• **SUPPLIED PASSAGE**:
Desirable turrets are precise and repeatable. Each click must be tactile, audible and exact as shown on the markings. Turrets should be easy enough to adjust with your fingers as you will be doing that a lot if you’re into long range shooting. But must not be too loose to prevent unintentional adjustments. Furthermore, zero resettable and zero stops features are a plus as they help keeping track of how much adjustments to make or have made especially for long range shooting.

Hunting style turrets often are low profile and come with caps to prevent unintentional adjustment especially when out hunting. Target (shooting) style turrets are high profile without caps. This makes adjusting on the fly easier.



Parallax adjustment is necessary for long range and very short range shots. It help reduce the need to perfectly align your eye to the scope and raise the odds for precision shots. Preferred position is the side knob for ease of use.

That said, if you don’t shoot under 25 yards or beyond 250 yards, there’s no need for parallax adjustment.



The ability to hold zero, precise turrets adjustment over time, lens and body durability are essential for any scopes. Furthermore, the scope must be able to endure the harsh field environment, such as extreme temperature, water submersion and a healthy amount of force.

In addition, reliable manufacturer’s warranty goes a long way to ensure usability of a scope. This aspect also helps maintain reasonable price when selling the scope in second hand market.



Due to AR-15 muzzle-to-butt straight-line design to deal with recoil, medium to high mount is usually appropriate for your natural shooting pose. It relieves you the need to crane your neck over and improves accuracy. Furthermore, it can help clear your rifle’s charging handle.



Parts of M4/A1 MWS w/ equipment

For most people, a tactical looking scope would fit to the AR-15 much better than non-tactical ones. Note that tactical style scopes are usually priced higher.


Digital rifle scopes

We’re living in the digital age, and yes the digital rifle scopes have arrived. They come with new features like, built-in ballistic calculator, built-in video recorder and one-shot zero (with no turrets required). I personally believe that these digital rifle scopes will one day become the mainstream

They certainly are not the cheapest scopes out there. But similar to all digital products, they’re quickly becoming affordable for people like you and me. If you’re a tech geek, you might want to try that out.



A quick mention on the things you might add to your scope to improve performance.

Lens cap – This helps protect your scope lenses while not in use.

  • Bikini caps – Front and back caps are joined by elastic bands to protect you scope. Might get lost though.
  • Flip up caps – The caps are pivot up and down instead. This way they don’t get lost.

Bubble level – This is used to measure your angle and cant. Useful if you shoot long range.

• **WHAT THIS TASK INVOLVES**:
Extend the rifle scope guide above, starting right after its last sentence and keeping its style and voice.

[Entries drawn from a collection]
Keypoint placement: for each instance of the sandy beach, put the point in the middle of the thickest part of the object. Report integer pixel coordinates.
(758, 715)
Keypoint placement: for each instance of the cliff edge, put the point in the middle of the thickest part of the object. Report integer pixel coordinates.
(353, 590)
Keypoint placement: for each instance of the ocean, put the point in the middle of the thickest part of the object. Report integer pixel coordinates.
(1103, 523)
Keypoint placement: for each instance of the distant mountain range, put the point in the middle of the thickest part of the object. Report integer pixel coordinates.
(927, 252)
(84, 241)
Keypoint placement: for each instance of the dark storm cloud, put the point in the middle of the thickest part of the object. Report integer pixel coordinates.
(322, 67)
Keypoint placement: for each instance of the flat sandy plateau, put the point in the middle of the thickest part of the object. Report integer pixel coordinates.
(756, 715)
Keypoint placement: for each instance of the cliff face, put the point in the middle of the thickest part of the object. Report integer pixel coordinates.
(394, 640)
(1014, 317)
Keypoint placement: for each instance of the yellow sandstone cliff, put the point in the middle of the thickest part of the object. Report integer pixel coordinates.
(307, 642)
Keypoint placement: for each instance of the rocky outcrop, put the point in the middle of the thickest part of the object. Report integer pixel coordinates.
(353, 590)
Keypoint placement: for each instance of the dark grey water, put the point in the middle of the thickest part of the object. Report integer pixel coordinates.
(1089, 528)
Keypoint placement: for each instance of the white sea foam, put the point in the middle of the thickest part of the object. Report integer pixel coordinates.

• **RESPONSE TO THIS TASK**:
Sun shade – Reduces sun glares and prevent your enemy (if any) from spotting your scope lens reflection. Note that the sight image will get a bit darker though.

Mounts, Rails and Rings – Don’t skimp on these as they are vital for any scope to work. You might even damage your scope if these are of low quality.


Scope Recommendations

1. Vortex Optics Strike Eagle 1-6×24 – AR-BDC Reticle

The Vortex Strike Eagle is one of the more affordable choice for tactical CQB on an AR-15. It certainly isn’t the cheapest, but you will get high value for each dollar spent on this scope.

Its glass and lens coating is not on par with higher priced CQB scope out there. But it works very well for its price and is satisfying for most users. The scope is not a true 1x, maybe 1.1x. But still works smoothly with both eyes open and has minimal fisheye effect. Furthermore, the optics has generous field of view. A downside is that eyebox is rather small at high magnification.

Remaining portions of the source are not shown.